■ Source document ■

I have 2 tables within Lake Database in Synapse (Parquet). It is running in Spark. 1 table with 10 billion rows (tableA) and the other 10 million rows (tableB). I want to delete the 10 mill rows from tableA insert/overwrite with the new data from tableB.
This was my old SQL code from Stored Proc as a reference (not important), but now need in Spark code.
Delete data1
from TableA data1
where exists (
select 1
from TableB data2
where data1.Country = data2.Country
and data1.Year = data2.Year
and data1.Month = data2.Month
and data1.Store_cd = data2.Store_cd
and data1.SKU = data2.SKU
);
Spark suggest to load as df and filter, which 10 billion rows is not feasible.
tried a simple Delete ->
[UNSUPPORTED_FEATURE.TABLE_OPERATION] The feature is not supported: Table spark_catalog
.dbo
.table1
does not support DELETE. Please check the current catalog and namespace to make sure the qualified table name is expected, and also check the catalog implementation which is configured by "spark.sql.catalog".
It depends on what kind of table you have (Can you share the DML?) and how it's partitioned.
If it's a Synapse table then you can use Synapse's MERGE
T-SQL statement.

Data extracted from a collection
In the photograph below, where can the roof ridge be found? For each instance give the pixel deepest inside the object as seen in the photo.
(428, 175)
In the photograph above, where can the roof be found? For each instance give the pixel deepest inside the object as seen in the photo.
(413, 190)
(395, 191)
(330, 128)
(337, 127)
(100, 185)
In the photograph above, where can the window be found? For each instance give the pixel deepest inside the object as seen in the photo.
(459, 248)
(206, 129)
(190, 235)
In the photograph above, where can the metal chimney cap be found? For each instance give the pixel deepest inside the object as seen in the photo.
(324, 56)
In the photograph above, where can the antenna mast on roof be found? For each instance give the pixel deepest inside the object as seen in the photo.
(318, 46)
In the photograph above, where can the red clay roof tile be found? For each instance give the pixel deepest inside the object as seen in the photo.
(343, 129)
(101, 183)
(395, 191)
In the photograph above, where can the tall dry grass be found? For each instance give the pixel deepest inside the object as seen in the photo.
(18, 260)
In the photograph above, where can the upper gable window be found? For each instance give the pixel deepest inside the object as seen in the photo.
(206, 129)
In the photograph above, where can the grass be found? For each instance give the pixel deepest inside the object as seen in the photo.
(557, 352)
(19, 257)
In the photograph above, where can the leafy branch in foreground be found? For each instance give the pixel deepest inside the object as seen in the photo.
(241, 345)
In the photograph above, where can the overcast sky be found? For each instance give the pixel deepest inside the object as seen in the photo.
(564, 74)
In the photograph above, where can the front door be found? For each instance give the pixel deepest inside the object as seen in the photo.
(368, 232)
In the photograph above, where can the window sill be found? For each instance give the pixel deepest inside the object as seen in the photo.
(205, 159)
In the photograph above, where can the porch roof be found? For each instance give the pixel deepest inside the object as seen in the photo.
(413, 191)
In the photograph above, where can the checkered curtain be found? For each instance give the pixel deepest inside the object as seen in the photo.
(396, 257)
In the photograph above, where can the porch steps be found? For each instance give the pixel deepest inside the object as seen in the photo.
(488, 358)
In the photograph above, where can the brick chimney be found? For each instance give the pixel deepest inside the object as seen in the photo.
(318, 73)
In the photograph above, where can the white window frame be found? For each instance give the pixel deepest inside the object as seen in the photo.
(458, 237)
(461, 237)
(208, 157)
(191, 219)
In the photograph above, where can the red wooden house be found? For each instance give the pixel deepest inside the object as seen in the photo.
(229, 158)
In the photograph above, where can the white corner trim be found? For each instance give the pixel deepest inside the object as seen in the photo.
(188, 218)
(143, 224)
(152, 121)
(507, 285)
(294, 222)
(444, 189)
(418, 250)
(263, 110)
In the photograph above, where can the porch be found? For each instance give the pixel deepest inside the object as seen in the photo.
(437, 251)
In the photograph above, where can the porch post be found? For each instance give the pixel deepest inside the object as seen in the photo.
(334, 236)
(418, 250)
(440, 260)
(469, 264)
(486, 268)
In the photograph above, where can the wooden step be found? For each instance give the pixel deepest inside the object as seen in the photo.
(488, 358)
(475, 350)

■ Set tasks ■
[1] In the thread about deleting rows in Synapse Spark, rewrite everything from "I have 2 tables" down to "data from tableB.", replacing "tableB" with "staging_table".
[2] In the thread about deleting rows in Synapse Spark, which T-SQL statement does the reply recommend if the table is a Synapse table?
[3] Pick up the thread about deleting rows in Synapse Spark and continue it from its last sentence.
None of these lines is needed for the work here.

■ Responses in order ■
[1]
I have 2 tables within Lake Database in Synapse (Parquet). It is running in Spark. 1 table with 10 billion rows (tableA) and the other 10 million rows (staging_table). I want to delete the 10 mill rows from tableA insert/overwrite with the new data from staging_table.

[2] The MERGE statement.

[3]
If using pure apache-spark syntax, you might be able to use DML commands, INSERT TABLE or LOAD, depending on how your data is partitioned and all. You might end up re-writing the whole table (if e.g. tableB has data for every partition in tableA).
E.g.
-- in an atomic operation, 1) delete rows with ssn = 123456789 and
-- 2) insert rows from persons2
INSERT INTO persons REPLACE WHERE ssn = 123456789 SELECT * FROM persons2
It might be easier, and a little more platform independent, to use delta table format as Jon suggested. In which case you can simply use the MERGE INTO
statement. Something like:
MERGE INTO tableA
USING tableB
ON tableA.pk1 = tableB.pk1 AND tableA.pk2 = tableB.pk2
WHEN MATCHED
THEN UPDATE SET
pk1 = tableB.pk1,
pk2 = tableB.pk2,
col1 = tableB.col1,
col2 = tableB.col2
WHEN NOT MATCHED
THEN INSERT (
...
)
VALUES (
tableB.pk1,
tableB.pk2,
tableB.col1,
tableB.col2,
)